CHALLENGE — Rewrite the material from the line with "of the herringbone" to the line with "[[84, 100], [85, 71]]", both included, putting "image" wherever "photo" appears and keeping everything else the same. Leave the pictures out.

INPUT FOR THIS TASK —
>> Start
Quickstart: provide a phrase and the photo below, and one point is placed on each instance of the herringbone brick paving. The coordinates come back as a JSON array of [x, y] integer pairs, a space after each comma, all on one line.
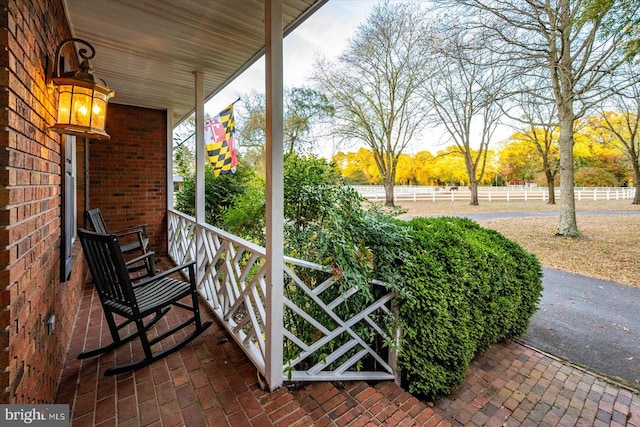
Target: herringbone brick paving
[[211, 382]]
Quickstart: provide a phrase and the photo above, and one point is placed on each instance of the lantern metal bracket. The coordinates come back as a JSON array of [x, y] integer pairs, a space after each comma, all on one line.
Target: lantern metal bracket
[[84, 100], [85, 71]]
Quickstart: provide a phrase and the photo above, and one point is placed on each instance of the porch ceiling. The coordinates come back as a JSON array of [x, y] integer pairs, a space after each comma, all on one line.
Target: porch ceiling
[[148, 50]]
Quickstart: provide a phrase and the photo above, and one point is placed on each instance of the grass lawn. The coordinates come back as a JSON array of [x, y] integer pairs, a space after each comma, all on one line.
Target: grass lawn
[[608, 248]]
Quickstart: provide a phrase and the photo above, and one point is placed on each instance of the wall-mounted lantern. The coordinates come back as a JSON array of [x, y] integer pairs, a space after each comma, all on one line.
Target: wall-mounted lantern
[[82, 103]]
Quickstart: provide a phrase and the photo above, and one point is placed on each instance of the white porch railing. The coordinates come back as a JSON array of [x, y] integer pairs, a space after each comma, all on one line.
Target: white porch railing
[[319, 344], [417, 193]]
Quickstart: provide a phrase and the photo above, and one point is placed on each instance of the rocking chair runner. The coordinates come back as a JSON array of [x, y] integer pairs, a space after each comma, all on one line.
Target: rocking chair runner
>> End
>> Start
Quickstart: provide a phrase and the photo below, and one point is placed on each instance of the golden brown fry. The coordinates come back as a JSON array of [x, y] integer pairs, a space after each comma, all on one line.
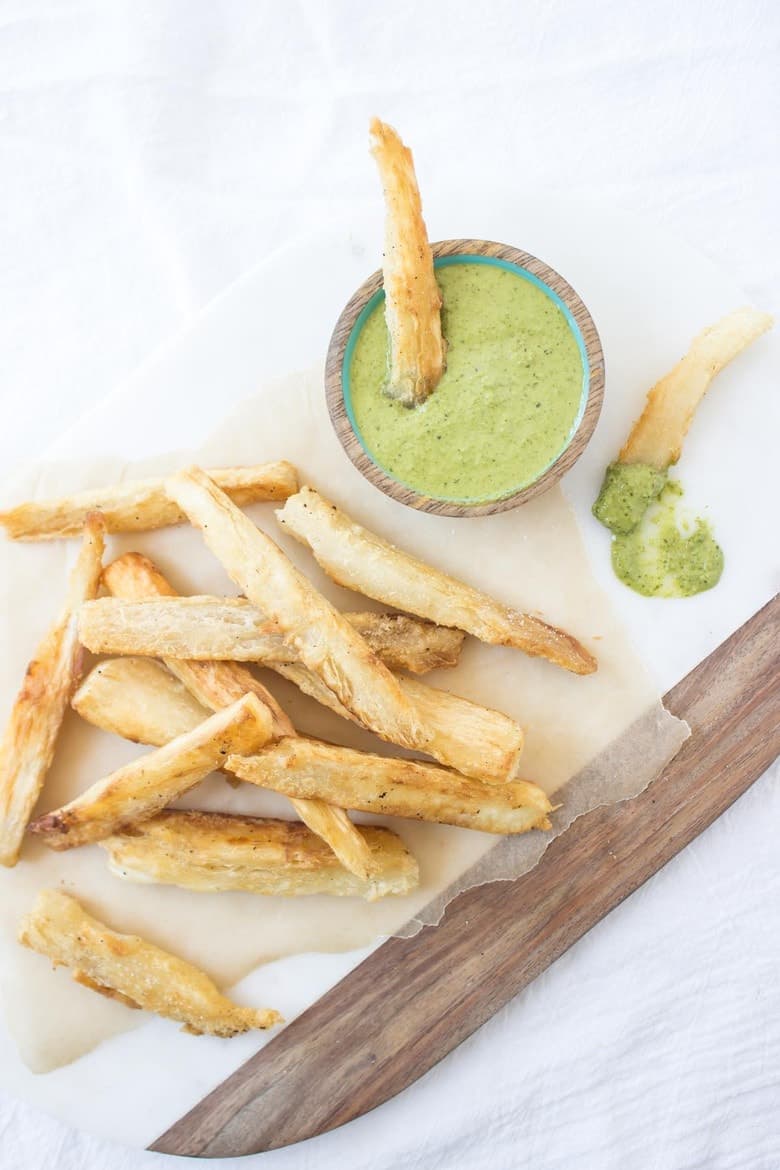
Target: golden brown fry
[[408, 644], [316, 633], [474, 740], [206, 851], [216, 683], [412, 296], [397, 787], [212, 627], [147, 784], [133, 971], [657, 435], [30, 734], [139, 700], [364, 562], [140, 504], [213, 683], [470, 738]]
>> End
OUTPUT FOR THIS EXERCISE —
Quickstart: provide a phrase and the image below, and one point is placed on each instance of the herringbone brick paving. The coordinates come back as a JSON array of [x, y] integer pairs, a space after each comma, all on one line.
Target: herringbone brick paving
[[211, 382]]
Quickstart: provide a phrase and the image above, and one point is placed on each instance of the lantern metal bracket. The coordinates come back as a JSON array of [x, y] integer pairs, a space after each comma, all on one line.
Target: lantern metal bracket
[[84, 100], [85, 71]]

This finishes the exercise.